Point annotation records
>> BEGIN

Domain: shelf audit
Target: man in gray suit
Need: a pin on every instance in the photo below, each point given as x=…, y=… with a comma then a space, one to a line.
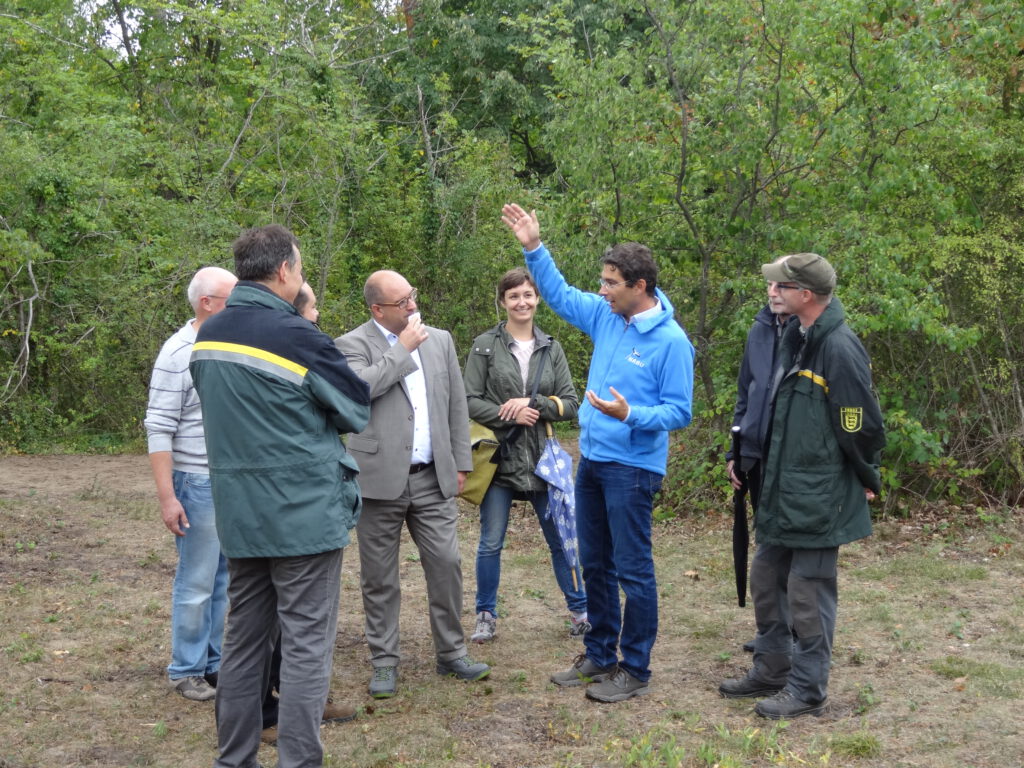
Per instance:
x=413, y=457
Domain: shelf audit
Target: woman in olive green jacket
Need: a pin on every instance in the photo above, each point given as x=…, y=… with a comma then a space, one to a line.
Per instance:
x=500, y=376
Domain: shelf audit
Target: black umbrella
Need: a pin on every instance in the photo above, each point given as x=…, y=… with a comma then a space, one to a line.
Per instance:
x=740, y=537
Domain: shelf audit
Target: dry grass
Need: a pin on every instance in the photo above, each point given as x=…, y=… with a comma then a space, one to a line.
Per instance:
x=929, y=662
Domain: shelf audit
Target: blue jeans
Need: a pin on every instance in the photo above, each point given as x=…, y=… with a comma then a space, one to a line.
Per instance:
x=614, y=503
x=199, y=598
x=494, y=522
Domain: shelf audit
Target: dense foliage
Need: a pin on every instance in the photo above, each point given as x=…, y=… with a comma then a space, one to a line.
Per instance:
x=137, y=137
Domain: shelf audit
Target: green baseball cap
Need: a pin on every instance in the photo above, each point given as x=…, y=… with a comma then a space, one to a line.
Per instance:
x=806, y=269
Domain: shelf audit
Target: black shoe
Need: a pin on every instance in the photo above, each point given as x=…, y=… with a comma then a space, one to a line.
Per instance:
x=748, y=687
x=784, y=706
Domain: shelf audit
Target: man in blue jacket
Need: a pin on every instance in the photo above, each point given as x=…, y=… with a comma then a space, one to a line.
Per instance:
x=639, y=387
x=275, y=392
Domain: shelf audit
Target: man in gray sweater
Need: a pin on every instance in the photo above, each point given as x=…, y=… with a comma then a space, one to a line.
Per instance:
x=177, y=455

>> END

*DIRECTIVE*: Leave out the pictures and return every record word for word.

*REPLY*:
Domain: shelf audit
Target: man in gray suit
Need: a pin on every instance in the photo below, each point given as x=…, y=… with a comma then a space, one to a line.
Per instance:
x=413, y=457
Domain: shelf audit
Target: woman in olive green jacket
Need: a pin on every instance in the photo above, each point given as x=…, y=… with a comma then a space, one to a line.
Per instance:
x=500, y=376
Domain: shelf audit
Target: black umbrella
Need: a pin on every instance in the photo above, each point given as x=…, y=… with a comma then a space, one to a line.
Per instance:
x=740, y=537
Domain: shelf audit
Target: dry grass
Need: a pin on every instance in the photo above, each point given as x=…, y=… with a comma then a space, one to a line.
Per instance:
x=929, y=662
Domain: shelf audit
Target: blue jeans
Need: a pin on every instance in the photo above, each point given as x=…, y=… with a comma then a space, one to a line.
Per instance:
x=614, y=503
x=199, y=598
x=494, y=522
Domain: shelf audit
Target: dense foliage
Need: a pin on every instance in the photo above, each point given as x=…, y=… with a comma then a space, one to a line.
Per instance:
x=137, y=137
Domain: shelf audit
Target: green baseball cap
Need: a pin on every instance in the photo above, each point given as x=…, y=… with a comma then a space, one to a line.
Per instance:
x=806, y=269
Domain: shelf audit
Target: black shoe
Need: a pin on every instance in the photo above, each point given as x=…, y=… with a comma then a space, one to a line.
Per instance:
x=748, y=687
x=784, y=706
Domain: shelf audit
Target: man in blue jacket
Need: a pin on every instance in the photo above, each point given as x=…, y=… with a comma then a space, one to a line.
Per instance:
x=639, y=387
x=275, y=392
Domain: shelf audit
Target: man in gray sweater
Need: a pin on every instance in the photo above, each point given as x=…, y=… with a comma then a space, one to a line.
Per instance:
x=177, y=455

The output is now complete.